Direction:
Reproduce each line of the listing exactly.

"""

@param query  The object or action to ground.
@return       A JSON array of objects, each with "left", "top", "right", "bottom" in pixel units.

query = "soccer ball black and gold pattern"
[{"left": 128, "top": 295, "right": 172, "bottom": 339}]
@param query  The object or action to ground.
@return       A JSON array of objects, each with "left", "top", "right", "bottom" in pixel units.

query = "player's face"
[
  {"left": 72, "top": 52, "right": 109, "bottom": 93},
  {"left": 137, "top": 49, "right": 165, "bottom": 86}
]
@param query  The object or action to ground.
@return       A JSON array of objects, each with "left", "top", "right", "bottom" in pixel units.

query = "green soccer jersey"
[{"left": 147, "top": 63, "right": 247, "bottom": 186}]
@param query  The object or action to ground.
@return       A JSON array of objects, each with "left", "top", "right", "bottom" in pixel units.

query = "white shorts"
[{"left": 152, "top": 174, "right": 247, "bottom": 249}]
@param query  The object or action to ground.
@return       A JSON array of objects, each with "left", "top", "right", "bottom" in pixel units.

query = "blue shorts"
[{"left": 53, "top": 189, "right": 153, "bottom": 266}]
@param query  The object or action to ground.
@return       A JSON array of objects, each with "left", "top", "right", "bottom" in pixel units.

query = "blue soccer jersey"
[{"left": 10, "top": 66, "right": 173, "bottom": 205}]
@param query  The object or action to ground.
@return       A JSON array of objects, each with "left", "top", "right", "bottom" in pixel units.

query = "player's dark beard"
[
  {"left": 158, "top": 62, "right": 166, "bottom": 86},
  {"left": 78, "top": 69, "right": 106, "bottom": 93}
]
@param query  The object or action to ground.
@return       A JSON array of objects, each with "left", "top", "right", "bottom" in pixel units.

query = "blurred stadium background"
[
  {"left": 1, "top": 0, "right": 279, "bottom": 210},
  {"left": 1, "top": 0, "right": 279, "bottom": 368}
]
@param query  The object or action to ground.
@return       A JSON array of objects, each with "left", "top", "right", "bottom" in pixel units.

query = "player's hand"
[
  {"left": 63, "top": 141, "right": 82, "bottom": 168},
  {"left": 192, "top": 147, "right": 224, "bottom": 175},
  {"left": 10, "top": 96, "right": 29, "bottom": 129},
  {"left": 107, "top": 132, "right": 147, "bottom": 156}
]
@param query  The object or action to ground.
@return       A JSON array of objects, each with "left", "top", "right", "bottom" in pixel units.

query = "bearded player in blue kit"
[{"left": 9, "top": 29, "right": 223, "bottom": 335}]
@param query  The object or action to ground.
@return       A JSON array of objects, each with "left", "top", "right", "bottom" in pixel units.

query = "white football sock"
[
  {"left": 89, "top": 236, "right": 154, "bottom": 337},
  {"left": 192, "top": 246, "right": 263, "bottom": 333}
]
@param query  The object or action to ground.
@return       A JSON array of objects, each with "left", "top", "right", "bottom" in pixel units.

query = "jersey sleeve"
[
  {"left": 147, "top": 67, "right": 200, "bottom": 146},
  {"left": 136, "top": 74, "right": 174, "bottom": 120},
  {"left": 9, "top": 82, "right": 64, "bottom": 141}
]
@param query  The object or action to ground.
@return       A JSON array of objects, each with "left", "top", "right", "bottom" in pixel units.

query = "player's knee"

"""

Result:
@param query  The object or action to ground.
@return       A JSON array of objects, each with "left", "top", "right", "bottom" in pixel units.

query = "soccer ball black and gold pattern"
[{"left": 128, "top": 295, "right": 172, "bottom": 339}]
@param query  The object or action to ground.
@return       A JSON array of objects, each with "left", "top", "right", "bottom" in pixel units.

query = "player's face"
[
  {"left": 72, "top": 52, "right": 109, "bottom": 93},
  {"left": 137, "top": 49, "right": 165, "bottom": 86}
]
@param query  The object or action to ground.
@return       A JSON array of objects, each with "left", "top", "right", "bottom" in pixel units.

query = "green soccer jersey"
[{"left": 147, "top": 63, "right": 247, "bottom": 186}]
@param query  The object or action to ground.
@return       A JSON array of objects, each with "left", "top", "right", "bottom" in pixel units.

query = "white shorts"
[{"left": 152, "top": 174, "right": 247, "bottom": 249}]
@param query  The object or action to ground.
@return       A JSON array of objects, each with "left", "top", "right", "bottom" in pixel units.

query = "blue shorts"
[{"left": 53, "top": 189, "right": 153, "bottom": 266}]
@param query  The object or action to ground.
@return       A JSON array of objects, each with "left", "top", "right", "bottom" in pixel units.

query = "blue soccer jersey"
[{"left": 10, "top": 66, "right": 173, "bottom": 205}]
@param query  The object or action to ground.
@return       A JSON array of objects, each with "left", "top", "right", "bottom" in pixel units.

query = "player's dark beard"
[
  {"left": 158, "top": 62, "right": 166, "bottom": 86},
  {"left": 78, "top": 69, "right": 106, "bottom": 93}
]
@param query  The object or action to ground.
@return       A JSON array of objects, each with "left", "top", "right", "bottom" in pixel units.

query = "blurred stadium background"
[
  {"left": 1, "top": 0, "right": 279, "bottom": 210},
  {"left": 1, "top": 0, "right": 279, "bottom": 368}
]
@param query  The object or action to ground.
@return       A JSON array of objects, each with "left", "top", "right", "bottom" in pixel units.

query = "player's hand"
[
  {"left": 63, "top": 141, "right": 82, "bottom": 168},
  {"left": 192, "top": 147, "right": 224, "bottom": 175},
  {"left": 10, "top": 96, "right": 29, "bottom": 129},
  {"left": 107, "top": 132, "right": 147, "bottom": 156}
]
@param query  The object or action to ground.
@return       A JSON array of objects, each with "left", "top", "right", "bottom" in pixel units.

query = "bearded player in blue kit"
[{"left": 9, "top": 29, "right": 223, "bottom": 335}]
@param query  The object or action to ground.
@return       A JSON array of objects, each with "left", "top", "right", "bottom" in pixel units.

query = "white football sock"
[
  {"left": 89, "top": 236, "right": 154, "bottom": 337},
  {"left": 192, "top": 246, "right": 263, "bottom": 333}
]
@param query  The object or action to ground.
@return       A JSON array of objects, each with "left", "top", "right", "bottom" in pixel units.

query = "jersey sleeve"
[
  {"left": 147, "top": 67, "right": 200, "bottom": 146},
  {"left": 136, "top": 74, "right": 174, "bottom": 120},
  {"left": 9, "top": 82, "right": 64, "bottom": 141}
]
@param query  The object or action to ground.
@return       A JSON array of objects, each with "left", "top", "right", "bottom" in pixel units.

query = "player's knee"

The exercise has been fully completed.